Passage:
.....
# General multimedia issues w/ FreeBSD



## sarumont (Aug 23, 2011)

As it stands now, I have one machine which is storage/home server and workstation running FreeBSD. I work from home 100% of the time (well, with the occasional trip to get all the devs in one room for a week). A few factors are coming together here to make me question the viability of FreeBSD going forward for my desktop needs.


I'm being moved to Denver (yay!) where we have a new office. I'll be splitting my time (probably 3 days at home, 2 in the office)
The office IT setup is hotel-like: standard laptop and docking station (Dell Inspiron E6420).
I'm getting into Twilio/OpenVBX development.
I hope to have time to work on some Android stuff (not a large issue at this juncture).

I get my new company-issued laptop tomorrow, and I'm seriously considering whether or not I will hinder myself by using FreeBSD. I plan to have a 2nd docking station at home and reduce my current desktop to a home server (lower power CPU/mobo, smaller chassis).

FINALLY, on to the issues I'm facing (8.2-STABLE w/ up to date ports, for the record):


Twilio client does not work in FreeBSD. I have Flash working, and sound works with it. When accessing the Twilio client from Linux/Windows, a Flash popup asks for permission to use the mic. No such popup is shown under FreeBSD (chromium or FF).
.....
Given records:
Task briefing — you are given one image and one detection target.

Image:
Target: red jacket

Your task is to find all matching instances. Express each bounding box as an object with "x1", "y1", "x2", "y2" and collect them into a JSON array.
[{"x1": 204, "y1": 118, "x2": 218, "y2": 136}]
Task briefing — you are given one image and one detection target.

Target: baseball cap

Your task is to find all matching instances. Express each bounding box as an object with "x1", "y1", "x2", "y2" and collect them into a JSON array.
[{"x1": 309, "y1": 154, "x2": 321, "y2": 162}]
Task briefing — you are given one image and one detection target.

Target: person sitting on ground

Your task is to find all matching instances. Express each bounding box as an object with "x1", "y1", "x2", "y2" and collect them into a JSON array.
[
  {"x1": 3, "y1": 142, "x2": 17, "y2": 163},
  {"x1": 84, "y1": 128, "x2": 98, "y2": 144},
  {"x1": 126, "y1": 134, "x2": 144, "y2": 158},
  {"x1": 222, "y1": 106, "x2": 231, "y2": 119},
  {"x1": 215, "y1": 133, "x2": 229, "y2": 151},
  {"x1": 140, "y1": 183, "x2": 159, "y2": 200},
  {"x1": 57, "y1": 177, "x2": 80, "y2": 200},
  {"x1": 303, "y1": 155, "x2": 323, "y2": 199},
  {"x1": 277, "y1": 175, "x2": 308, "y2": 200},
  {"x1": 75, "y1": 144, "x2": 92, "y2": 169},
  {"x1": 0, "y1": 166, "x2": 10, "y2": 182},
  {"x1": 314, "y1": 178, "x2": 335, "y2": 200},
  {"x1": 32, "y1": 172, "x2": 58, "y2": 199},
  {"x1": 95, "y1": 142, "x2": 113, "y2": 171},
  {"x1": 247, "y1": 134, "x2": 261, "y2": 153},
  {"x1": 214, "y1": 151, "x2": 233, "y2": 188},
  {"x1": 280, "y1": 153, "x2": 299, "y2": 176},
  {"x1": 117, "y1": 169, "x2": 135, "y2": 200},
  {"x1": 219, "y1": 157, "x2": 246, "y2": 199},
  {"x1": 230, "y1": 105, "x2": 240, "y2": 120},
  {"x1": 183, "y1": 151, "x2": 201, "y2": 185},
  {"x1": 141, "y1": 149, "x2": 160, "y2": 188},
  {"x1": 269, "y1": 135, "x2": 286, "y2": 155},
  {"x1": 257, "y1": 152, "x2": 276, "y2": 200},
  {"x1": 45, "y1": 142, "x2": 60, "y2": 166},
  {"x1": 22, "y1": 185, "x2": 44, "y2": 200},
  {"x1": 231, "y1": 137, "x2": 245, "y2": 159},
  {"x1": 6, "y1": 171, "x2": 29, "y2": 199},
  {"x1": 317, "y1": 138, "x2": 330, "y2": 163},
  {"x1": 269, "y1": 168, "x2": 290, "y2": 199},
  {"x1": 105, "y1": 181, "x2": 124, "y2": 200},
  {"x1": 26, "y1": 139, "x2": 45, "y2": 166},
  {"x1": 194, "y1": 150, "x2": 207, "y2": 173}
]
.....
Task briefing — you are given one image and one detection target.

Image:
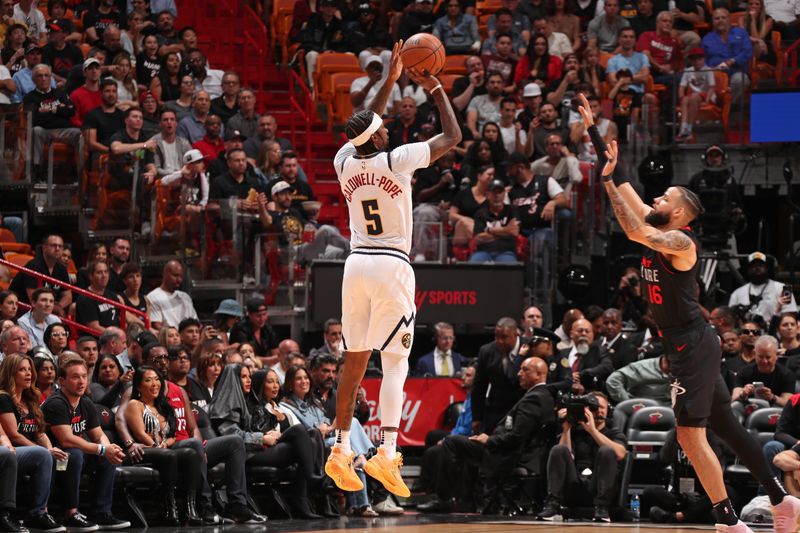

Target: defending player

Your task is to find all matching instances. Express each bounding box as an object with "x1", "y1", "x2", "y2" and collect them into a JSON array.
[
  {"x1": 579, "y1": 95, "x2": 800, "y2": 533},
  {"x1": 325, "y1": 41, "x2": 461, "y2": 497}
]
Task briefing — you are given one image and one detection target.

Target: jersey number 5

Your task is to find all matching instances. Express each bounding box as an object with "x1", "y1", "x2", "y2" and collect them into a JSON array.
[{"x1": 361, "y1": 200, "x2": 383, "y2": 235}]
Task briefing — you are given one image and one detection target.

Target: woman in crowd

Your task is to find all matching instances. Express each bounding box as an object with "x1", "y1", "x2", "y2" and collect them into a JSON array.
.....
Short exercise: Continue the FreeBSD multimedia forum post from its last sentence, writing what the poster says next.

Result:
The Google voice and video browser plugin does not work. I highly doubt Google will resolve this, as they don't like us BSD users.  The main use I have for this is taking/making calls via Google Voice from my machine. They won't ring inbound calls for any clients signed into Google Talk other than the browser, afaik (gajim doesn't work because Google is still using a hacked-up jingle, and I haven't tried pidgin in ~3-4 months).
Minor/Resolvable issues: bsdroid seems abandoned. I'm sure this could be made to work given some time and effort. Ekiga doesn't work for me at all - could be my config, Ekiga or the port. Again, that's resolvable if I throw some time at it. Bluetooth headsets are not supported in FreeBSD. Not sure if this is currently being worked on - not a biggie, as the laptop will have a built-in mic (which should work more fluidly (and with OSSv4) than my current USB mic).

There are other things that may not work which I will only know about once I get the hardware, but most of those aren't related to multimedia.

Does anyone have any insight to either of the first 2? Workarounds, solutions, etc. all welcome. Cheers!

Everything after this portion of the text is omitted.